RECORDS FOR THIS TASK:
##########
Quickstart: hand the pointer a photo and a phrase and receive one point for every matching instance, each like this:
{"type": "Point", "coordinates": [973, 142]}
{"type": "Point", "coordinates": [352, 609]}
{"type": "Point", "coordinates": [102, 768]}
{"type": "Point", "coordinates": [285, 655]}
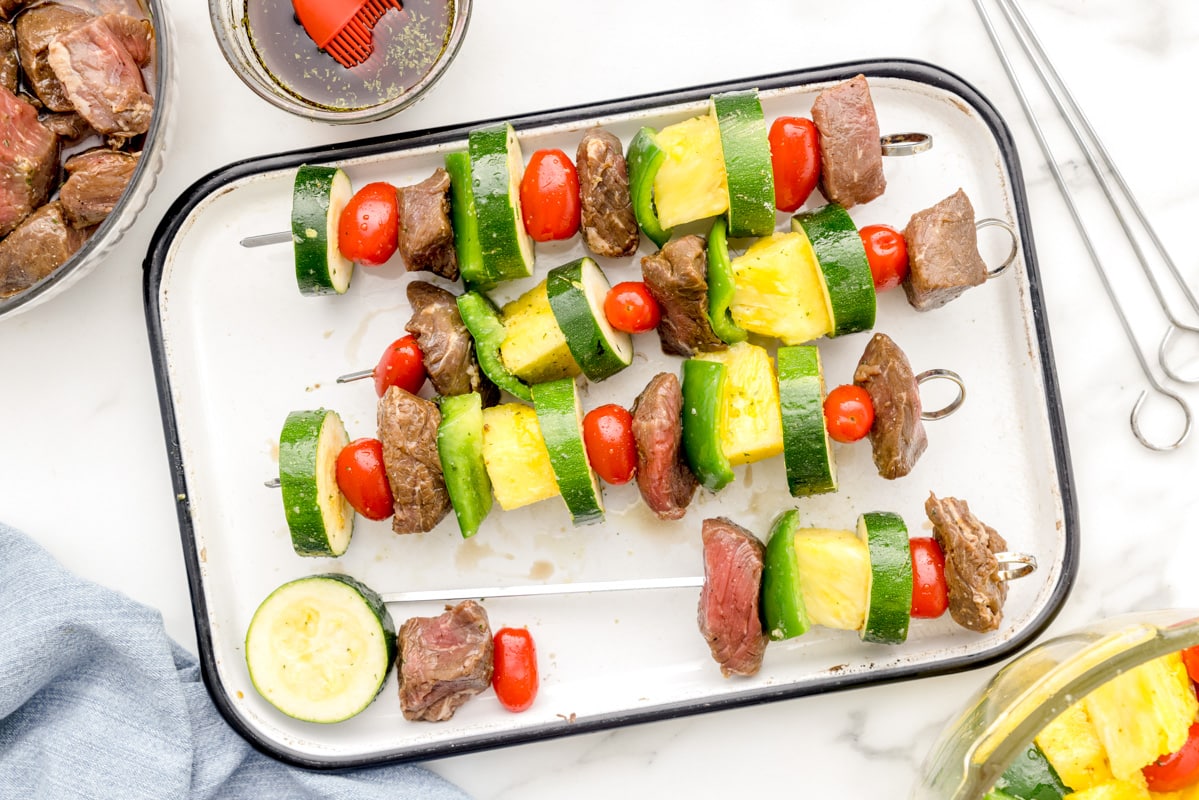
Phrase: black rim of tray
##########
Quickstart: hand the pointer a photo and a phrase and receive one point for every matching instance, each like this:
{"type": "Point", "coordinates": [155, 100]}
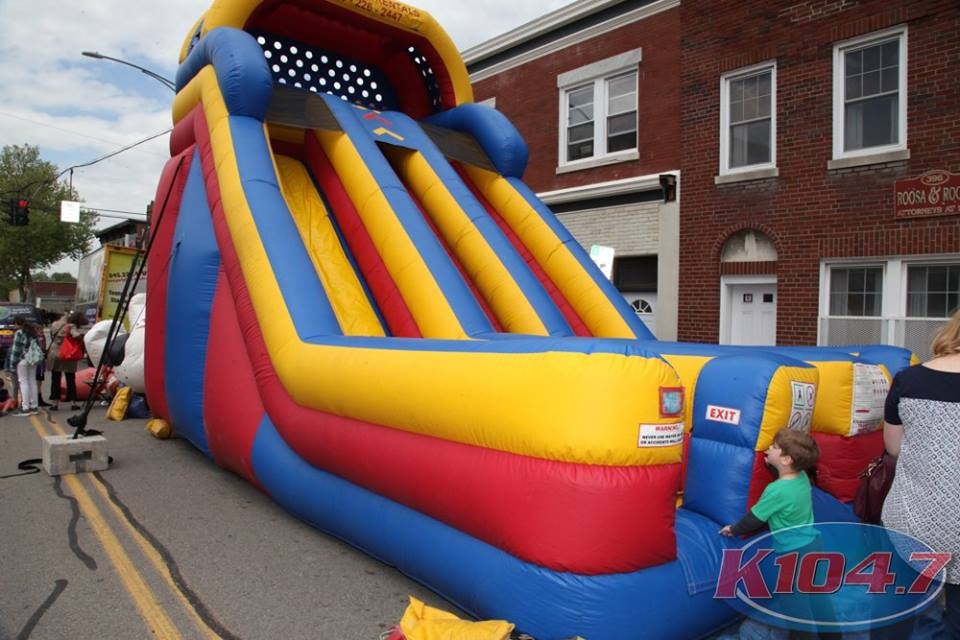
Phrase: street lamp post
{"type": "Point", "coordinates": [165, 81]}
##########
GIVEN REQUEST: Pick out every line in the entries above that contains the word "type" and copy each of those lines.

COMPLETED EXERCISE:
{"type": "Point", "coordinates": [973, 142]}
{"type": "Point", "coordinates": [352, 609]}
{"type": "Point", "coordinates": [102, 768]}
{"type": "Point", "coordinates": [285, 655]}
{"type": "Point", "coordinates": [155, 100]}
{"type": "Point", "coordinates": [165, 81]}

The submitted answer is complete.